- Task requirements:
Which lines in the items below contain the word "dark"? Return each of them in full.

------ Material provided

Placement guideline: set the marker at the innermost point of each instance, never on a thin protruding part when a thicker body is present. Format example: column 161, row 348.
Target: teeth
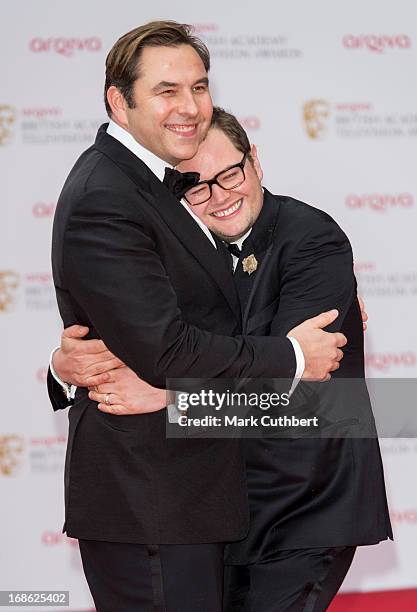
column 228, row 211
column 181, row 128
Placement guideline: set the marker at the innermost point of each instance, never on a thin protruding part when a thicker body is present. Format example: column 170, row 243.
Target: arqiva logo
column 385, row 362
column 380, row 202
column 377, row 43
column 65, row 46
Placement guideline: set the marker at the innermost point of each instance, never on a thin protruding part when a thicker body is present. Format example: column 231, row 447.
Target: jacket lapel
column 260, row 244
column 173, row 214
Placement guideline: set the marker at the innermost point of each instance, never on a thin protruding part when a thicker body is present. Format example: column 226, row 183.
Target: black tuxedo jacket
column 310, row 492
column 130, row 263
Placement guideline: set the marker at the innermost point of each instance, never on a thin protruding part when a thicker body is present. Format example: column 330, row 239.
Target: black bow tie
column 178, row 182
column 233, row 249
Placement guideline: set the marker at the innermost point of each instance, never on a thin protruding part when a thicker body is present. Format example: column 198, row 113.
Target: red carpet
column 381, row 601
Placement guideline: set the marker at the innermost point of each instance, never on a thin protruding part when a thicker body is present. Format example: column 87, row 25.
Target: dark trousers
column 165, row 578
column 304, row 580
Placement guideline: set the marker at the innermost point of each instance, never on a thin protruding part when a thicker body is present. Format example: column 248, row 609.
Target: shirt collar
column 241, row 240
column 154, row 163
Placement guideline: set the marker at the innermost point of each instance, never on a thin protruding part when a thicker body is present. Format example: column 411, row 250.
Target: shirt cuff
column 300, row 363
column 69, row 390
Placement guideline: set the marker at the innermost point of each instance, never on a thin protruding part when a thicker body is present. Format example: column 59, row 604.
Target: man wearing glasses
column 312, row 501
column 152, row 515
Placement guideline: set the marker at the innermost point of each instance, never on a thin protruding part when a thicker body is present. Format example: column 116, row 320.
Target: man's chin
column 229, row 237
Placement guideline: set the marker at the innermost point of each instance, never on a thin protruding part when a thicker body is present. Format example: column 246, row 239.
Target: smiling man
column 311, row 503
column 152, row 515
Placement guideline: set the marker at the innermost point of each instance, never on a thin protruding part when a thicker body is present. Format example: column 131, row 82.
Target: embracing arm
column 317, row 275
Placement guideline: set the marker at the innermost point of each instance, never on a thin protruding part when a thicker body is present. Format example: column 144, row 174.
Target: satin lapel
column 260, row 244
column 174, row 215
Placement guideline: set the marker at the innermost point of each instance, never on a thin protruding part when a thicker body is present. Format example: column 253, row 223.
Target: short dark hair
column 122, row 62
column 230, row 126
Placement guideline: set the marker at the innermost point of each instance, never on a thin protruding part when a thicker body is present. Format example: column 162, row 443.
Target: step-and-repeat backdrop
column 327, row 91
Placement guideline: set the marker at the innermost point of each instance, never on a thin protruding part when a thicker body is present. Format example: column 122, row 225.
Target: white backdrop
column 327, row 91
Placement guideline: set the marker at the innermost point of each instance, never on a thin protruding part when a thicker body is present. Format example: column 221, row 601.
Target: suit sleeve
column 317, row 276
column 115, row 275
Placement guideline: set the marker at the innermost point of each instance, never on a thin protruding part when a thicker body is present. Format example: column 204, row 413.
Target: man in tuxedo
column 152, row 515
column 312, row 501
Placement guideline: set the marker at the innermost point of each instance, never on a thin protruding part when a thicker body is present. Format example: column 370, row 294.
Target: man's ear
column 256, row 163
column 118, row 106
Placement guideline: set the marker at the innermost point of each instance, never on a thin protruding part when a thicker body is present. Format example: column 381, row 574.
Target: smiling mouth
column 182, row 129
column 228, row 212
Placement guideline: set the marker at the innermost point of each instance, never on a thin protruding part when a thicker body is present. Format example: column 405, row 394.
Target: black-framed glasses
column 230, row 178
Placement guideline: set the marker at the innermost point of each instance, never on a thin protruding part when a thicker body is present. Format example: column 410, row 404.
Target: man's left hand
column 127, row 394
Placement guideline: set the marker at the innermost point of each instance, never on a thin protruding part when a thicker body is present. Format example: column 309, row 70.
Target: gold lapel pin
column 250, row 264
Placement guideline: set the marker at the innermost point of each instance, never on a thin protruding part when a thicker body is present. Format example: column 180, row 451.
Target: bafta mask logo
column 11, row 449
column 7, row 119
column 316, row 114
column 9, row 282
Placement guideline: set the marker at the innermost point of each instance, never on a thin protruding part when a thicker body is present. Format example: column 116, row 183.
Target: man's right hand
column 321, row 349
column 84, row 363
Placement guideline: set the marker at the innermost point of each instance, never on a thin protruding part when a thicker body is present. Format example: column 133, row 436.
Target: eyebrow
column 165, row 84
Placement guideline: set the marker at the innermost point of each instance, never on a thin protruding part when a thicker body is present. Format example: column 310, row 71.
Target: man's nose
column 187, row 105
column 218, row 195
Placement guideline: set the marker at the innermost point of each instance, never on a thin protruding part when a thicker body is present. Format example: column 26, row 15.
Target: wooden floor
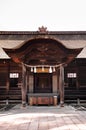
column 43, row 118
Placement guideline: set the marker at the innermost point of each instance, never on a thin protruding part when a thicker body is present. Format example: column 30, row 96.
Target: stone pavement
column 43, row 118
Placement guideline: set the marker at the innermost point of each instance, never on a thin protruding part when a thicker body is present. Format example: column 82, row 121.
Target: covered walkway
column 43, row 118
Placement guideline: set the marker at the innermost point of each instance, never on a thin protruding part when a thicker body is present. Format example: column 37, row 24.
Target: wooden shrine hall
column 42, row 67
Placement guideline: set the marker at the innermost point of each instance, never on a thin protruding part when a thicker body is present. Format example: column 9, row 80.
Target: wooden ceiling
column 42, row 51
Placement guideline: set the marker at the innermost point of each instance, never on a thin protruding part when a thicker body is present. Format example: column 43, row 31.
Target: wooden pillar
column 54, row 79
column 61, row 85
column 23, row 87
column 58, row 80
column 8, row 73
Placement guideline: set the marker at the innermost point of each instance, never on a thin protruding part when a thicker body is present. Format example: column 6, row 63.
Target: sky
column 56, row 15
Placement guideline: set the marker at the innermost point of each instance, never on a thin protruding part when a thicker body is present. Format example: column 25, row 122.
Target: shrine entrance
column 42, row 83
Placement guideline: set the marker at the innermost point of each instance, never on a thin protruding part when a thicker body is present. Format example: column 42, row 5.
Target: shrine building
column 42, row 67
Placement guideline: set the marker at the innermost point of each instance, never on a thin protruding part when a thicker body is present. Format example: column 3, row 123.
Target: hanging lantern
column 35, row 70
column 54, row 69
column 43, row 68
column 50, row 69
column 32, row 69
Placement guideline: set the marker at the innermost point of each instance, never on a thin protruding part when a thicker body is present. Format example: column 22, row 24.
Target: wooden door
column 42, row 83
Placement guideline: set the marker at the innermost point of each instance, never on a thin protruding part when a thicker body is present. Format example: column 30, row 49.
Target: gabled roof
column 70, row 39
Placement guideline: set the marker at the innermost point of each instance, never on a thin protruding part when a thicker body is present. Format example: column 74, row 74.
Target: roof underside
column 71, row 43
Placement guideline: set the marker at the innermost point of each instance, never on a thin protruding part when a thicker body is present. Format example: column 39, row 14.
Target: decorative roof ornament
column 42, row 29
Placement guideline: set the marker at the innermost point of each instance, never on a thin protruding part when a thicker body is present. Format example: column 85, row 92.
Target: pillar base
column 62, row 104
column 23, row 104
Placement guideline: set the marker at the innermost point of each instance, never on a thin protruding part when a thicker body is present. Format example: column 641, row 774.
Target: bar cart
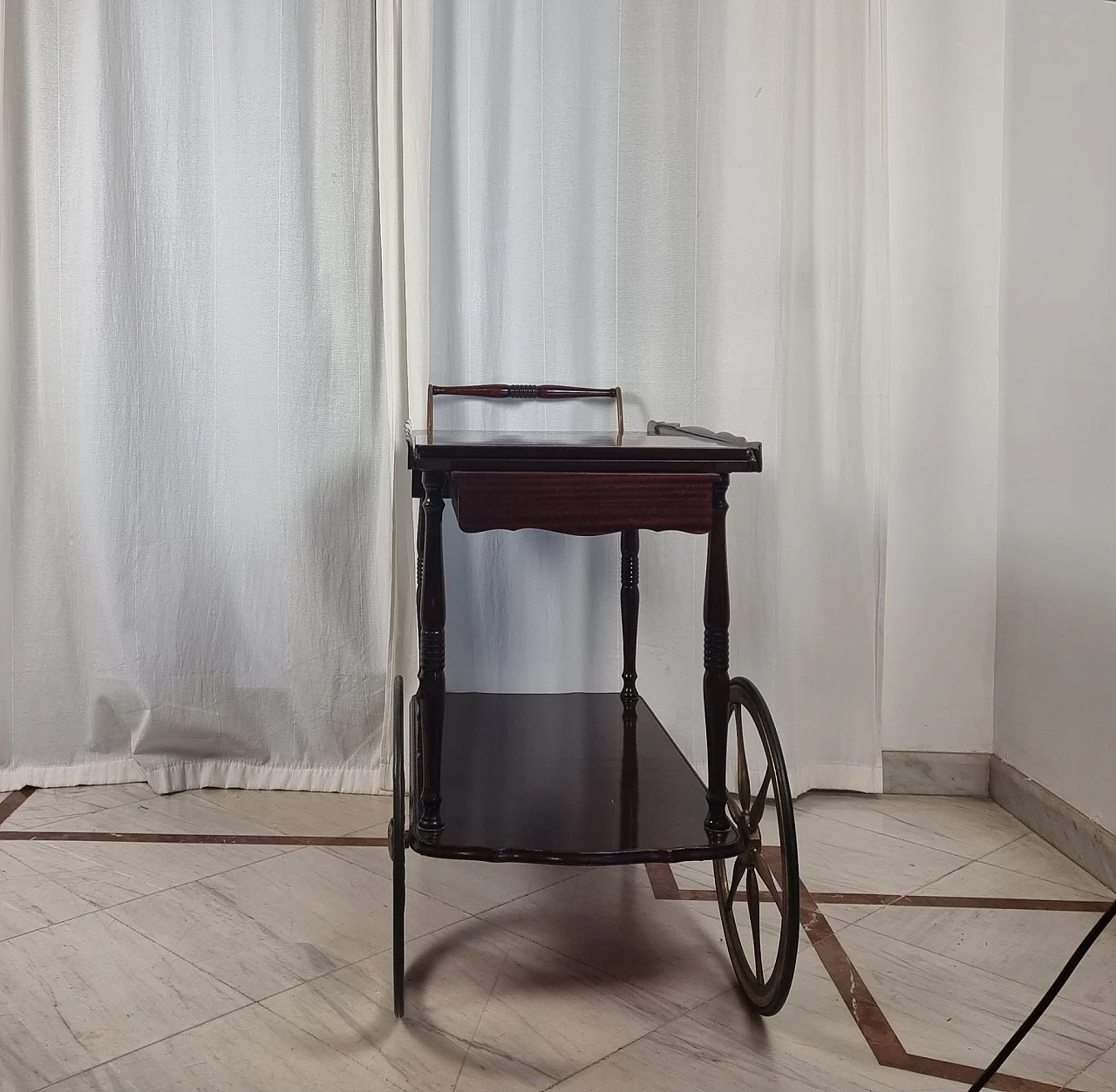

------------

- The response:
Target: dark trousers
Target: short dark hair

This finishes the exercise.